What you have to do ::
In the data below, the answer is the run of lines from the line containing "Rules: pick out every instance of the crowd" through the line containing "point(782, 354)", both included; print it exactly and nothing else.

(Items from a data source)
==========
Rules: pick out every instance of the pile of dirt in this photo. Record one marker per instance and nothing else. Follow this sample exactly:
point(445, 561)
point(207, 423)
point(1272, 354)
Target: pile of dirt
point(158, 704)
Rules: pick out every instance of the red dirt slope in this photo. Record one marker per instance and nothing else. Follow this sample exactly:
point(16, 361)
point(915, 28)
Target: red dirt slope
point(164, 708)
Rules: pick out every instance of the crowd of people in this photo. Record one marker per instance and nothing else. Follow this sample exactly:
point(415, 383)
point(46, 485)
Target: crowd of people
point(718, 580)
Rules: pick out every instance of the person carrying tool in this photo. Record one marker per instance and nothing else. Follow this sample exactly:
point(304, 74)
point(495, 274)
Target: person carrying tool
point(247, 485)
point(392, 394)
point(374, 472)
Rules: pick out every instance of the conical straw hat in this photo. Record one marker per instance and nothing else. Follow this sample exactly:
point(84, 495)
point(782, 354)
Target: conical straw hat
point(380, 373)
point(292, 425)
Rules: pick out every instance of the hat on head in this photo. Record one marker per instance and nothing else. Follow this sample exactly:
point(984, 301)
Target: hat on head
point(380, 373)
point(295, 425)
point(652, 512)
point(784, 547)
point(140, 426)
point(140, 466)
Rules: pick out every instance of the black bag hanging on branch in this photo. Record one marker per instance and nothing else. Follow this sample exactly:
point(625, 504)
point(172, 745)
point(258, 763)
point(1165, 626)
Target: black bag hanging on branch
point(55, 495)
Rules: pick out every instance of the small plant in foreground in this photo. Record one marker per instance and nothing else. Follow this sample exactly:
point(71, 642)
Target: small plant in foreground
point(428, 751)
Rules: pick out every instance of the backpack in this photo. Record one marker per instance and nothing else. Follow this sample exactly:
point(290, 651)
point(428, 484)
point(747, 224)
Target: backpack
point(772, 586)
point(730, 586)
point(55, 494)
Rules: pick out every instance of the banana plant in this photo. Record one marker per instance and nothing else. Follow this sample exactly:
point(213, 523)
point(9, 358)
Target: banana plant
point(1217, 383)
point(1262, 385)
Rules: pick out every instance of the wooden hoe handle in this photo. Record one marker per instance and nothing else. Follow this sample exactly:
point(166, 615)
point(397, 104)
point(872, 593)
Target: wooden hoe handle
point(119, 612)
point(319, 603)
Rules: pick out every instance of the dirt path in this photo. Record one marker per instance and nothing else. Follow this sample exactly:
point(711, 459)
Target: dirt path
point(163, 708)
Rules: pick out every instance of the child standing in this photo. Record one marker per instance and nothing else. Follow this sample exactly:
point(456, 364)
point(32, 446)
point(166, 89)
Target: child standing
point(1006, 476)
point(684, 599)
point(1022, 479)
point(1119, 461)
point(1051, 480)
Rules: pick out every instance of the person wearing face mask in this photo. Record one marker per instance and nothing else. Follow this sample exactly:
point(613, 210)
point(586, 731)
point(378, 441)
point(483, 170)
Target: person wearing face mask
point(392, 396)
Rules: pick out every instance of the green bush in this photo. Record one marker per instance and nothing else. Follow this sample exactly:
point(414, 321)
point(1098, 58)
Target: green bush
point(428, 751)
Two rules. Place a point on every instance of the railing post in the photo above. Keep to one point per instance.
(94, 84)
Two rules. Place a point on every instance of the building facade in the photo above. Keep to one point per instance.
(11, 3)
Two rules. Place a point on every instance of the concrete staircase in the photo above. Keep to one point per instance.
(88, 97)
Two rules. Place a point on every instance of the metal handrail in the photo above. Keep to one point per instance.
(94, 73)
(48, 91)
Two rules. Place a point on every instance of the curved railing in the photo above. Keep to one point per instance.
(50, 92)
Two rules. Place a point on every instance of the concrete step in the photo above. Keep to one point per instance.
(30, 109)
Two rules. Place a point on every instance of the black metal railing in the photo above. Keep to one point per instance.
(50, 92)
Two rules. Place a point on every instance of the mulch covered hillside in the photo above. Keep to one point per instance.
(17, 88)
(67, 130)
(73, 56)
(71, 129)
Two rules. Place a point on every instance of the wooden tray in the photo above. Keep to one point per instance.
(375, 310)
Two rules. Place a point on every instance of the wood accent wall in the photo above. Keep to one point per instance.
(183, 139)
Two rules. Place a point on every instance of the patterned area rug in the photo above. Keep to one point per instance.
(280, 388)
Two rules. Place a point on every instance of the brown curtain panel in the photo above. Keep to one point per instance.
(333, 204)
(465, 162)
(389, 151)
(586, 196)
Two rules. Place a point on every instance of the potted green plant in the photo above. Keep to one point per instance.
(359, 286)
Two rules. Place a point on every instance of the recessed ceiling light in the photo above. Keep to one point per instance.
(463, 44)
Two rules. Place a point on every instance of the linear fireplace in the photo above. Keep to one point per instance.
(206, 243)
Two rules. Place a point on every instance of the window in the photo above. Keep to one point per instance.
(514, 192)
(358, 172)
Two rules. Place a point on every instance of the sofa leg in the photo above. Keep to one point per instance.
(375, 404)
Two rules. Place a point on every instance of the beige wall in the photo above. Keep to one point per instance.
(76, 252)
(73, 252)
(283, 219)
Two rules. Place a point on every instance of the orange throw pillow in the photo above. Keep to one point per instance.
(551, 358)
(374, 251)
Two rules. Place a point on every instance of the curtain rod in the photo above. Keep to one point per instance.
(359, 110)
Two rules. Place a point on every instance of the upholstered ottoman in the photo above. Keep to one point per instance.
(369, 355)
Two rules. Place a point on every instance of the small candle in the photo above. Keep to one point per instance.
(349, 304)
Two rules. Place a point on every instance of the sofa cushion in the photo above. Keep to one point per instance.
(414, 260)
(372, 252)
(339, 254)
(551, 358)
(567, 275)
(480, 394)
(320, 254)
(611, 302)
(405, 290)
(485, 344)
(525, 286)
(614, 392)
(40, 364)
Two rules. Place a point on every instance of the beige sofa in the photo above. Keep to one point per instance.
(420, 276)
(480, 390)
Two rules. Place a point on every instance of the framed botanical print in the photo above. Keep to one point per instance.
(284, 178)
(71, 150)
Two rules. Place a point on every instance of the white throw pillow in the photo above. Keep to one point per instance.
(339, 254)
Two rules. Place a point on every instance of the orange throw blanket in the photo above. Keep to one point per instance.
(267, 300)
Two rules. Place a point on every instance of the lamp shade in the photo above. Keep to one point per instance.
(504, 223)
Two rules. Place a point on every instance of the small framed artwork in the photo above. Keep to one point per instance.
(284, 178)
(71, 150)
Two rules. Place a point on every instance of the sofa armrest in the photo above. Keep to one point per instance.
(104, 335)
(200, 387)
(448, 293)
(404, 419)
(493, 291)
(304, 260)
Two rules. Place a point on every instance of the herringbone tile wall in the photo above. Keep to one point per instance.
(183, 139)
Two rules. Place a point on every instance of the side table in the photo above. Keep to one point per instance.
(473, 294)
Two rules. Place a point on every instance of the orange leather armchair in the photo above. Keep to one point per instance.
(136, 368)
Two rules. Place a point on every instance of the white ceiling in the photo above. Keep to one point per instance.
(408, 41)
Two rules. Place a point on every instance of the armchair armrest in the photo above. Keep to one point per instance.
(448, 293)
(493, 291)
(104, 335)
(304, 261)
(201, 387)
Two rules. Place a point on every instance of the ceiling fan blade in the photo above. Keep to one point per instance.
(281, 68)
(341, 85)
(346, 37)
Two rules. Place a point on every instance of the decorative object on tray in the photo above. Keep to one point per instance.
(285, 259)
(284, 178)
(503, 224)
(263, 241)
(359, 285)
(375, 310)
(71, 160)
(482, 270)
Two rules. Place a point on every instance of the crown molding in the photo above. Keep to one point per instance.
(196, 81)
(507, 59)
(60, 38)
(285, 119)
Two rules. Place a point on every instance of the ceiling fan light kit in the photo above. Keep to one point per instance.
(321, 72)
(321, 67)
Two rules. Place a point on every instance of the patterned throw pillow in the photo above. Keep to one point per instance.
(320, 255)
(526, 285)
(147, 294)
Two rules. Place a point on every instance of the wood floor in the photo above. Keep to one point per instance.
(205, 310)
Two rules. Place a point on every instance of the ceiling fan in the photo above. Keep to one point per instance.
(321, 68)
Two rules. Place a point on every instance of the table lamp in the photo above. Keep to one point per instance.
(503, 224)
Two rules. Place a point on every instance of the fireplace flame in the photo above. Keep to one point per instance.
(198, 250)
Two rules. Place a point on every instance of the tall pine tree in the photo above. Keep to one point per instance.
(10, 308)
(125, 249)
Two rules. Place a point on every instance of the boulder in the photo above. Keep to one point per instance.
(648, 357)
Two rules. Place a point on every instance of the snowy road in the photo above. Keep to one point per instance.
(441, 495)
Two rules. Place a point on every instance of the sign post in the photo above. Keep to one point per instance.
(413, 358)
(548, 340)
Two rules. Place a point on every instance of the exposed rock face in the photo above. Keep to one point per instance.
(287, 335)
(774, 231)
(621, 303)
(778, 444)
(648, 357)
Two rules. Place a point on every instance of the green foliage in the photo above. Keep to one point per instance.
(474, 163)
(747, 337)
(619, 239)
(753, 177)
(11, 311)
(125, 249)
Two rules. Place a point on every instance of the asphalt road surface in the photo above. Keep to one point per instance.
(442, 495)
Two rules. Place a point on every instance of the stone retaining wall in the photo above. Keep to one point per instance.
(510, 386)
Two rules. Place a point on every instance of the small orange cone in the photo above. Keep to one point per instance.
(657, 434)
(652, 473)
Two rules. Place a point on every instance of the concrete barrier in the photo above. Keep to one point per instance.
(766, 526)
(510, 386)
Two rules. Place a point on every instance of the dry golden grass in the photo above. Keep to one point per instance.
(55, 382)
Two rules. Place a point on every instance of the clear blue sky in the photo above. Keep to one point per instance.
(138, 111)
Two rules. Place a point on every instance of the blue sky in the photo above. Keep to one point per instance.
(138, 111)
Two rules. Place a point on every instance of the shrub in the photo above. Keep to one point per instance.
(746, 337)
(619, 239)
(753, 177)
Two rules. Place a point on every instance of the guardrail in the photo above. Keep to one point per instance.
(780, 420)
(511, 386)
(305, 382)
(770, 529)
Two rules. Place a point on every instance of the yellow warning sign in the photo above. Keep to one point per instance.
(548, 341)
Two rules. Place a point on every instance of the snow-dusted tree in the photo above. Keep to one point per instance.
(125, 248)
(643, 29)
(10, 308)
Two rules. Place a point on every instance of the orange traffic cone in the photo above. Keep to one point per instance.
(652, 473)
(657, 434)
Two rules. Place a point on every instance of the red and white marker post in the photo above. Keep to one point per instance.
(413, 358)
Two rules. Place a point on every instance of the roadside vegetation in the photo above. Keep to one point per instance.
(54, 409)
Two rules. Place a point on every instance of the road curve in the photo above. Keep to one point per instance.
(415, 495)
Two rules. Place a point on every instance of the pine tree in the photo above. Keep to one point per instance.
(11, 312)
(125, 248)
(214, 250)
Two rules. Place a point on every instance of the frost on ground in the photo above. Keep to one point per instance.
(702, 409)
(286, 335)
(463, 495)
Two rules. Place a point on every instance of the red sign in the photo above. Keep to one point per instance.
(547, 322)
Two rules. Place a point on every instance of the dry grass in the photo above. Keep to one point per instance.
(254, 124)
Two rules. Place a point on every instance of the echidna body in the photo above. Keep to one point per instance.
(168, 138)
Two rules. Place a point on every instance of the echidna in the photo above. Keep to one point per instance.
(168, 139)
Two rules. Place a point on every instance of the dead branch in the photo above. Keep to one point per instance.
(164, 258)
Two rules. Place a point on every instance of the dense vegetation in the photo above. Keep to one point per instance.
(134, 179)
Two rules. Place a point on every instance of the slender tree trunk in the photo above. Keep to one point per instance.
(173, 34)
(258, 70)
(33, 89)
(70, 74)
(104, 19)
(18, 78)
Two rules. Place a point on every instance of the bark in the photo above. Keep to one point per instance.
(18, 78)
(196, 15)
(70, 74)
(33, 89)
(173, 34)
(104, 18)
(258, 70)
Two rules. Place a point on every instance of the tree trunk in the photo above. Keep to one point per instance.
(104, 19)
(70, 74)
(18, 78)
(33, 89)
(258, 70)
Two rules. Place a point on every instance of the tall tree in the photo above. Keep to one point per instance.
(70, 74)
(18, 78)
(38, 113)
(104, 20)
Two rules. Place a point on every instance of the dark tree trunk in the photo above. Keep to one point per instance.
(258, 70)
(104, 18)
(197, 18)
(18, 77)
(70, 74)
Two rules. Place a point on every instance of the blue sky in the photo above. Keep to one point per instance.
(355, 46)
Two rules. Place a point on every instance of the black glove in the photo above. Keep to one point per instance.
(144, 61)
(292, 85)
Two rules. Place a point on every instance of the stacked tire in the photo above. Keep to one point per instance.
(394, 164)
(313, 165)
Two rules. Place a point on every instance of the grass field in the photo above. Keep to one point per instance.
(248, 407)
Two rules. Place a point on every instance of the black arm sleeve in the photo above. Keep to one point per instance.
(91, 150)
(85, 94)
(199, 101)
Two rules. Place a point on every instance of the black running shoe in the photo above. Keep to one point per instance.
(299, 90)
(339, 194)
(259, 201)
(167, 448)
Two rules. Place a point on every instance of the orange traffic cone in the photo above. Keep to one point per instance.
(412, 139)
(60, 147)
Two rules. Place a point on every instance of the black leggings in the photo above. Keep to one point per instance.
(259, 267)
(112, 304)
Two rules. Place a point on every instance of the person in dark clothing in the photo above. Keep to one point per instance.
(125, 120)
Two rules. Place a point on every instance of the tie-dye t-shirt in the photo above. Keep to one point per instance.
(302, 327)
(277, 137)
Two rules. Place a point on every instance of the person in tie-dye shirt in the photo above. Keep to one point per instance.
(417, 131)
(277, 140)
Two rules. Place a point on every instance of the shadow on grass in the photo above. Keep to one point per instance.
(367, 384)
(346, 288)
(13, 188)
==========
Written reply ::
Rules: pick out every instance of the crowd of people in this photo. Record one marker per instance and nothing else. Follow this sample exactly:
point(415, 383)
point(46, 485)
Target: crowd of people
point(718, 580)
Rules: pick out every instance of the person carrying tool in this photo. Record one marker per instance and nothing else. Follow this sample exactly:
point(304, 74)
point(495, 274)
Target: person carrying tool
point(247, 485)
point(392, 394)
point(374, 472)
Rules: pick out every instance of the conical straw hat in this photo. Record one marker per instance and nothing else. Follow this sample exactly:
point(84, 495)
point(782, 354)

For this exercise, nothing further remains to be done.